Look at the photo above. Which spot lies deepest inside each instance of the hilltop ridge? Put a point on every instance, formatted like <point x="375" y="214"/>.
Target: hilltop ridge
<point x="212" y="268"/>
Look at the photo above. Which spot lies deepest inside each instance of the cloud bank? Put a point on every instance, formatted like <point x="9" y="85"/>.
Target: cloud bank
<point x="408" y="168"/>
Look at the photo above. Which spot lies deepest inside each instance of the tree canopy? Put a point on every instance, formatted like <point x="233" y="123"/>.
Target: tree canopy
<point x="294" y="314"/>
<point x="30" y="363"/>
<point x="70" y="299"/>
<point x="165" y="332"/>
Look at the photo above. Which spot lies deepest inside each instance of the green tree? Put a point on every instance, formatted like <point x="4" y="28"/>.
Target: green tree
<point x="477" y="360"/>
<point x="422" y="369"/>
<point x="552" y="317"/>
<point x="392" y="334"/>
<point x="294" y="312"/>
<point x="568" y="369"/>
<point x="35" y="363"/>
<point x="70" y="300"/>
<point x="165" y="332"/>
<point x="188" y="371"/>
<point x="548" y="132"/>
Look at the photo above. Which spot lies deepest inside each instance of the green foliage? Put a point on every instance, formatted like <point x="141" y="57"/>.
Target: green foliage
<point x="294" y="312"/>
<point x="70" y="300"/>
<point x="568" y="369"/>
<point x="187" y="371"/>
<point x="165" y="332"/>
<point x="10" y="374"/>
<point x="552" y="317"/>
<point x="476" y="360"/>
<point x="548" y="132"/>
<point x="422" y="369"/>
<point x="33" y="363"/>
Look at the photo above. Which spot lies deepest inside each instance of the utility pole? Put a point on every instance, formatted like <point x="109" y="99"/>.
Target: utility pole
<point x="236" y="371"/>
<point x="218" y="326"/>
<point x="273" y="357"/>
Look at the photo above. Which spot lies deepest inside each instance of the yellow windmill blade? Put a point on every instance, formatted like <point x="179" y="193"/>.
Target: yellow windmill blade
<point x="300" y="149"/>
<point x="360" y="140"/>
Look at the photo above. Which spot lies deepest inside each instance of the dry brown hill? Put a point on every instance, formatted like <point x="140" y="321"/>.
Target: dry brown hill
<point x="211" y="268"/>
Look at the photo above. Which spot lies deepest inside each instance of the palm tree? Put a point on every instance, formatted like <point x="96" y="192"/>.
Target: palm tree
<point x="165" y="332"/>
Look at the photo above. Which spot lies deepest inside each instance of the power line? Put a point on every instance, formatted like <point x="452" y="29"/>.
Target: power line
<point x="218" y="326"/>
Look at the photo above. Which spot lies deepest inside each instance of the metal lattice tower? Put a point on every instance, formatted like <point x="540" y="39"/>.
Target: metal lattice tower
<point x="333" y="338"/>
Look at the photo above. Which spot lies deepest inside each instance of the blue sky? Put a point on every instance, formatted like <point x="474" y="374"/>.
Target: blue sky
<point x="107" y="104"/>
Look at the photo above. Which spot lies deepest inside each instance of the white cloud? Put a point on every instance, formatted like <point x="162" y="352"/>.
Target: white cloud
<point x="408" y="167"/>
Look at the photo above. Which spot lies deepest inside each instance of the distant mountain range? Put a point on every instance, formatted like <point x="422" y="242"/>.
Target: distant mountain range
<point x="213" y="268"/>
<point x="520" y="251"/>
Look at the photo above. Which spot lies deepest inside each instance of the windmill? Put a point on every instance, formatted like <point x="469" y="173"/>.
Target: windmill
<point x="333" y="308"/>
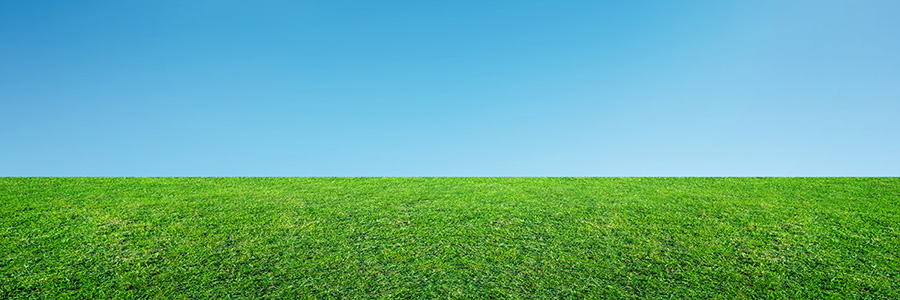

[EXERCISE REQUIREMENTS] Give every line of the entries above as a numbered list, skipping blank lines and leaving out the picture.

[FULL SOLUTION]
1. Look at the photo above. Which spot lies deepest inside each instance of the hilltop ridge? Put a point on every instance, formatted like <point x="375" y="214"/>.
2. Target: hilltop ridge
3. <point x="212" y="268"/>
4. Look at the photo above. Which spot lies deepest inside each instance of the cloud bank? Put a point on every instance, formatted like <point x="9" y="85"/>.
5. Target: cloud bank
6. <point x="408" y="168"/>
7. Look at the photo above. Which spot lies deepest inside each instance of the tree canopy? Put a point on every instance, formatted like <point x="233" y="123"/>.
8. Target: tree canopy
9. <point x="294" y="314"/>
10. <point x="30" y="363"/>
11. <point x="70" y="299"/>
12. <point x="165" y="332"/>
13. Look at the photo above. Which spot lies deepest inside each instance of the green tree? Put a point on every instance, formatted like <point x="4" y="28"/>.
14. Target: green tree
15. <point x="477" y="360"/>
16. <point x="422" y="369"/>
17. <point x="552" y="317"/>
18. <point x="392" y="334"/>
19. <point x="294" y="312"/>
20. <point x="568" y="369"/>
21. <point x="35" y="363"/>
22. <point x="70" y="300"/>
23. <point x="165" y="332"/>
24. <point x="188" y="371"/>
25. <point x="548" y="132"/>
26. Look at the photo above. Which spot lies deepest inside each instance of the green foliage? Put a point on every instance, formatted like <point x="141" y="57"/>.
27. Target: green foliage
28. <point x="294" y="312"/>
29. <point x="70" y="300"/>
30. <point x="568" y="369"/>
31. <point x="187" y="371"/>
32. <point x="165" y="332"/>
33. <point x="10" y="374"/>
34. <point x="552" y="317"/>
35. <point x="476" y="360"/>
36. <point x="548" y="132"/>
37. <point x="422" y="369"/>
38. <point x="33" y="363"/>
39. Look at the photo above. Which spot lies deepest inside each instance of the utility pole? Put a point on every instance, formatted like <point x="109" y="99"/>.
40. Target: utility pole
41. <point x="236" y="371"/>
42. <point x="218" y="326"/>
43. <point x="273" y="357"/>
44. Look at the photo above. Which spot lies deepest inside each instance of the yellow windmill blade? Put a point on every instance, formatted like <point x="179" y="193"/>.
45. Target: yellow windmill blade
46. <point x="300" y="149"/>
47. <point x="360" y="140"/>
48. Look at the photo above. Which spot lies deepest inside each instance of the dry brown hill? Put a point on every instance, formatted like <point x="140" y="321"/>.
49. Target: dry brown hill
50. <point x="211" y="268"/>
51. Look at the photo above. Which spot lies deepest inside each instance of the palm tree? Put a point on every instance, formatted like <point x="96" y="192"/>.
52. Target: palm tree
53. <point x="165" y="332"/>
54. Look at the photo above. Which spot lies deepest inside each instance of the power line? Put a point on every instance, formatted like <point x="452" y="29"/>.
55. Target: power line
56. <point x="218" y="326"/>
57. Look at the photo above. Which spot lies deepest inside each instance of the metal lattice tower? Put a point on every instance, formatted like <point x="540" y="39"/>.
58. Target: metal lattice tower
59. <point x="333" y="338"/>
60. Look at the photo above. Which spot lies deepest inside each instance of the blue sky? Put a point on every instance, formatted like <point x="474" y="374"/>.
61. Target: blue sky
62. <point x="107" y="104"/>
63. Look at the photo above. Which spot lies deepest inside each instance of the white cloud? Put a point on every instance, formatted like <point x="162" y="352"/>.
64. Target: white cloud
65. <point x="408" y="167"/>
66. Look at the photo above. Which spot lies deepest inside each instance of the distant mountain range? Put a point on every instance, formatted like <point x="422" y="242"/>.
67. Target: distant mountain range
68. <point x="213" y="268"/>
69. <point x="520" y="251"/>
70. Look at the photo above. Which spot lies deepest inside each instance of the windmill? Put a point on every instance, formatted like <point x="469" y="173"/>.
71. Target: windmill
72. <point x="333" y="308"/>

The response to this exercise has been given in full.